--- Stated problem ---
Quote every one of the items below word for word, changing nothing.

--- Records provided ---
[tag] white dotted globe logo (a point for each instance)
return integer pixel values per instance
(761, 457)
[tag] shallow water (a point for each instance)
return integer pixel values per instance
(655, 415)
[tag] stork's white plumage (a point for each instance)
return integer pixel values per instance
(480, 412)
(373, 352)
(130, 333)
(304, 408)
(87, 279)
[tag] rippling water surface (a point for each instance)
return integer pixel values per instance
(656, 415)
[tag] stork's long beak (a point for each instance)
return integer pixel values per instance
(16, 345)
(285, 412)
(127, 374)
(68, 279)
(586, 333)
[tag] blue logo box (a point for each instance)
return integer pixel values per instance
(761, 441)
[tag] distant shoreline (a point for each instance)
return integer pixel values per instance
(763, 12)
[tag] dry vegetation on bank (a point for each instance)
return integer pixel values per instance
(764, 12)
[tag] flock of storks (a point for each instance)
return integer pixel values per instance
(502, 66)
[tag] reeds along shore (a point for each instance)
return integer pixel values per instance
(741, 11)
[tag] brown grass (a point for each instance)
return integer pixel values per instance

--- Expected answer ---
[tag] white dotted globe logo (a point for each instance)
return integer pixel values per instance
(761, 457)
[tag] shallow water (a point for each instance)
return integer pixel values per instance
(655, 415)
[tag] stork's white plumage (a point for each instance)
return integer pixel values per instance
(480, 412)
(373, 352)
(130, 333)
(304, 408)
(87, 279)
[tag] rippling water surface (a point for each instance)
return integer pixel values per instance
(656, 415)
[tag] stork's long beak (a point for each instance)
return integer pixel values per instance
(16, 345)
(285, 412)
(127, 374)
(68, 279)
(586, 333)
[tag] blue logo box (a point for each instance)
return integer pixel values per instance
(761, 441)
[tag] distant shoreline (a point for each instance)
return integer pixel values per instance
(763, 12)
[tag] dry vegetation on bank (a point for each instance)
return integer pixel values per instance
(764, 12)
[tag] flock of storks (a point for each instance)
return integer pixel values per instance
(502, 66)
[tag] reeds along shore (a point for each instance)
return integer pixel values per instance
(741, 11)
[tag] brown grass (a point for each instance)
return integer pixel values per instance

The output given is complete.